■ **Consigne de l'exercice**
Reprenez le texte sur la sixième manière de prier de saint Dominique et prolongez-le à partir de sa dernière phrase.
### Texte présenté ###
11La sixième manière de prier décrite dans le texte du manuscrit du Vatican porte sur la position du saint, les bras étendus en forme de croix11. Le début du texte de ce sixième mode commence ainsi :
On a vu aussi quelquefois le saint Père Dominique – comme je l’ai entendu de mes oreilles d’un témoin visuel –, prier les mains et les bras étendus en forme de croix le plus largement possible, se tenant debout autant qu’il le pouvait. [...] C’est de cette manière qu’a prié le Seigneur suspendu à la croix, c’est-à-dire les bras et les mains étendus “avec un grand cri et des larmes, il a été exaucé à cause de son humble respect” (Hébreux, 5, 7). Et le saint homme de Dieu n’employait pas fréquemment cette manière, si ce n’est quand il avait eu connaissance, sous l’inspiration de Dieu, que quelque chose de grand et de merveilleux allait arriver par la vertu de sa prière. Il n’empêchait certes pas les frères de prier ainsi, mais ne les y engageait pas non plus.
### Informations fournies ###
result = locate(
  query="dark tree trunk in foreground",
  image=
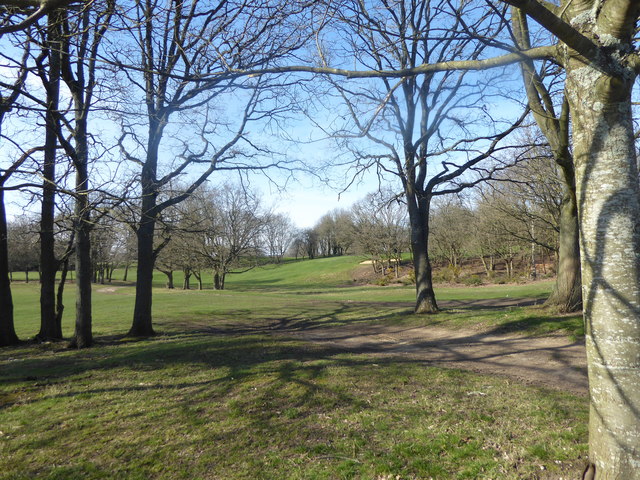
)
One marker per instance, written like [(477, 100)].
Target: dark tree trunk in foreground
[(567, 292), (419, 220), (609, 213), (7, 330), (142, 325), (50, 328)]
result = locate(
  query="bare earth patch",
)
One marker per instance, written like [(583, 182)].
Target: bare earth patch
[(549, 361)]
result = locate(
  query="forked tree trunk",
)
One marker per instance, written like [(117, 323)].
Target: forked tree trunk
[(609, 213), (142, 325), (50, 328), (567, 293)]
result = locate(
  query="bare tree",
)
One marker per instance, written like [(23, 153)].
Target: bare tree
[(83, 32), (9, 94), (232, 229), (278, 234), (595, 43), (567, 294), (177, 59), (381, 230), (417, 128)]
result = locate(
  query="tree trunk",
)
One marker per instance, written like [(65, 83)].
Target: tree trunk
[(83, 336), (7, 329), (142, 325), (419, 220), (169, 274), (567, 293), (609, 215), (218, 280), (49, 327), (60, 293)]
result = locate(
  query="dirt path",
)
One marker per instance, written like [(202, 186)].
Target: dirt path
[(550, 361)]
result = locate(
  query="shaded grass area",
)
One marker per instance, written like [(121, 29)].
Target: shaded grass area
[(228, 406), (217, 396)]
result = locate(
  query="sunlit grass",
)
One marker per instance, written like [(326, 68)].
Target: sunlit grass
[(217, 395)]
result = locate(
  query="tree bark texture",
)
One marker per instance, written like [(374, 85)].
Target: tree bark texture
[(50, 328), (419, 222), (142, 325), (567, 293), (7, 329), (609, 215)]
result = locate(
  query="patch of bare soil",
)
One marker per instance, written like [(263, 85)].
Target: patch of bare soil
[(550, 361)]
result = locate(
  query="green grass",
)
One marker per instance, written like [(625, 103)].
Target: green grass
[(215, 395)]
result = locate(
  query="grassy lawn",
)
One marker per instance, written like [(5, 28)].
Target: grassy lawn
[(215, 396)]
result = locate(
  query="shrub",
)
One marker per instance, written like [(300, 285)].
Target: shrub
[(472, 281)]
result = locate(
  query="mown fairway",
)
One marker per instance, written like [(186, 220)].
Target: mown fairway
[(224, 392)]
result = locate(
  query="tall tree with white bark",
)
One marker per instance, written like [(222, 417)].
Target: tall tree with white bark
[(177, 60)]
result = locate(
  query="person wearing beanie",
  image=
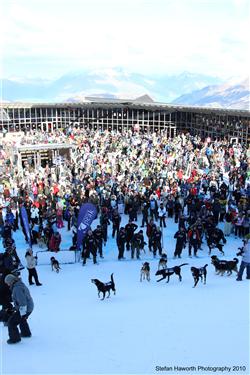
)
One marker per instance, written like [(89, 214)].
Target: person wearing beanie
[(31, 266), (23, 304)]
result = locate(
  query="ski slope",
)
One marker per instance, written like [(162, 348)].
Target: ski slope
[(146, 328)]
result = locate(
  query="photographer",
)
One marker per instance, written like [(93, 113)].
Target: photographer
[(24, 305), (31, 266), (245, 263)]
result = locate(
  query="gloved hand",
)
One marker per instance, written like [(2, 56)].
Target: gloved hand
[(23, 310)]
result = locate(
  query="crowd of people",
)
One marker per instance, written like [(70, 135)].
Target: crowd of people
[(203, 186)]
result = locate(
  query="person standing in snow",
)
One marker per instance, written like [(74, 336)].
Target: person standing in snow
[(31, 266), (23, 304), (245, 263)]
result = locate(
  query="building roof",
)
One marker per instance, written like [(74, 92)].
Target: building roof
[(94, 102)]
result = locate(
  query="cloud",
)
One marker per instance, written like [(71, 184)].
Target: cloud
[(142, 35)]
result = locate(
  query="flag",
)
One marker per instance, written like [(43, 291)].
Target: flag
[(26, 225), (87, 214)]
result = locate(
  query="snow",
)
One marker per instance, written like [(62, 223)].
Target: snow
[(146, 324)]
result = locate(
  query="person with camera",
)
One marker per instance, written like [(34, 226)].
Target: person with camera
[(31, 267), (23, 307), (245, 263)]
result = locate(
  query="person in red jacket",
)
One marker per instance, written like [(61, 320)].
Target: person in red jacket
[(55, 241), (193, 239)]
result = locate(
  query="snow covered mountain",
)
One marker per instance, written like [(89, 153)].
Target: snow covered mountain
[(112, 83), (226, 95)]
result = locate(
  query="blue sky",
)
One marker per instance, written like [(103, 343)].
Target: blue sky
[(47, 38)]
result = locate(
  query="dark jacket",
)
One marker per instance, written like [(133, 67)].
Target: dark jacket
[(21, 296)]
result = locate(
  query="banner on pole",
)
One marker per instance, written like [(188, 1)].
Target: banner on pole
[(87, 214), (26, 225)]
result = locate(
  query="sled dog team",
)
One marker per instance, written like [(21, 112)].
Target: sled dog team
[(198, 273)]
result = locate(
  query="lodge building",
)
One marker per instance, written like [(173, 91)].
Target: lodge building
[(118, 115)]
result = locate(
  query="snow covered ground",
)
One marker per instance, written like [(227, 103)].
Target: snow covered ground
[(146, 328)]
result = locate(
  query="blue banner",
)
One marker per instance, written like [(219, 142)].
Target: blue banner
[(26, 225), (87, 214)]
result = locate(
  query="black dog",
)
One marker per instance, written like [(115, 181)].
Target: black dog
###
■ **Réponse à l'exercice**
Visus est etiam aliquando orare sanctus pater Dominicus, sicut a vidente audivi auribus meis, manibus et ulnis expansis ad similitudinem crucis vehementer extensus, stans erectus secundum suam possibilitatem. [...] Hoc modo oravit dominus pendens in cruce, silicet extensis manibus ulnis et cum clamore valido et lacrimis exauditus est pro sua reverentia. Nec istum modum frequentabat vir sanctus Dei Dominicus; sed cum aliquid grande et mirabile fieri cognovisset, inspiratus a Deo, virtute orationis. Nec vero prohibebat fratres sic orare, nec etiam suadebat.
- 12 Albert Castes, « La dévotion privée et l’art à l’époque carolingienne : le cas de sainte Maure de T (...)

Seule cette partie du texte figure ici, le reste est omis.